- **DOCUMENT SEGMENT**
* start *

[Corpora-List] Poetry
Ken Litkowski
ken at clres.com
Mon Oct 9 18:05:08 UTC 2006
I don't think the situation in analyzing poetry is quite so dire. The
field of content analysis has been applied quite well to poetry. I have
been the purveyor of Minnesota Contextual Content Analysis (MCCA),
developed in the 70s. MCCA has been applied to many genres and its
primary developer (Don McTavish) analyzed a festschrift in honor of
Pablo Neruda, where many authors wrote in imitation. MCCA was able to
separate out the imitators. MCCA (for which I have a demo using Hamlet
as a sample text) can do quite a lot in categorizing styles.
I believe also that Nancy Ide performed a spectral analysis of Blake's
"Tiger, Tiger Burning Bright".
Alexander Osherenko wrote:
>> 1. attributing any given poem to a particular style is likely to
>> be highly subjective, and controversial among scholars of poetry
>>
> It doesn't matter much. The category doesn't have to be objective,
> it must only be in some way comprehensible for a human.
>
>
>> 2. what taxonomy of types of 'poetic style' would anyone use? Are
>> there agreed types and terms?
>>
> I see, but there is always some way that is usually specified as a
> particular trend in poetry and real experts can always determine
> immediately the literary trend or even the poet.
>
>
>> 3. what level of granularity of categorisation should be used? Are
>> there sub-types ("late romantic")? Is there a hierarchy that
>> can encompass all types and sub-types? How many levels does it
>> need to have?

* end *

- **WHAT IS BEING ASKED**
Please write out the poetry-analysis post from "[Corpora-List] Poetry" up to and including "in categorizing styles.". The data that comes next is separate material with no tie to the poetry-analysis post.

Dataset rows:

* start *

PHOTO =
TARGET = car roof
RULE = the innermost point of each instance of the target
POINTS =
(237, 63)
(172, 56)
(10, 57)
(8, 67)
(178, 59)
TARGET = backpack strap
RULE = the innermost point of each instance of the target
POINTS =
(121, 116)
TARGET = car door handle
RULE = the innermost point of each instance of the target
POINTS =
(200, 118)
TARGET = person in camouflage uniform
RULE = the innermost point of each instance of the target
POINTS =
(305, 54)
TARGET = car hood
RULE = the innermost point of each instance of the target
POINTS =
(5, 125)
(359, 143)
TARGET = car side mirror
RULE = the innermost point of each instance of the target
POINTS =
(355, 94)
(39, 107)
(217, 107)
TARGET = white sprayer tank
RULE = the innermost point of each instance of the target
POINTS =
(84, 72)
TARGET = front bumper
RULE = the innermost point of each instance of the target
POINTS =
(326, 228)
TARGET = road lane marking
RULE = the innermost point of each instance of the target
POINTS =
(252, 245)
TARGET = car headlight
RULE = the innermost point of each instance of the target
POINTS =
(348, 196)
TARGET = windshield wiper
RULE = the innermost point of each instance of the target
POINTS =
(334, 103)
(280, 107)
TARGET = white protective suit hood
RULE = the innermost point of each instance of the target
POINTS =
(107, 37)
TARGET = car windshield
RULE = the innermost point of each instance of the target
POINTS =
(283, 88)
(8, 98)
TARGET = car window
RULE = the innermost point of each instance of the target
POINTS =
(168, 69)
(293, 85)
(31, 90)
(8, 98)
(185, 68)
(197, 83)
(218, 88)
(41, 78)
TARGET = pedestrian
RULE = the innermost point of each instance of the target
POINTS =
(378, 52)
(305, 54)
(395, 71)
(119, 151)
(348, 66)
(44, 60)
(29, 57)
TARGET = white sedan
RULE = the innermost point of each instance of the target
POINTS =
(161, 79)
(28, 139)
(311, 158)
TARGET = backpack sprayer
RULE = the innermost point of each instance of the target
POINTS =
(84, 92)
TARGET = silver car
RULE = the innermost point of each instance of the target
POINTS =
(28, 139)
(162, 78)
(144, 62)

* end *

- **ANSWER TO THE PROBLEM**
[Corpora-List] Poetry
Ken Litkowski
ken at clres.com
Mon Oct 9 18:05:08 UTC 2006
I don't think the situation in analyzing poetry is quite so dire. The
field of content analysis has been applied quite well to poetry. I have
been the purveyor of Minnesota Contextual Content Analysis (MCCA),
developed in the 70s. MCCA has been applied to many genres and its
primary developer (Don McTavish) analyzed a festschrift in honor of
Pablo Neruda, where many authors wrote in imitation. MCCA was able to
separate out the imitators. MCCA (for which I have a demo using Hamlet
as a sample text) can do quite a lot in categorizing styles.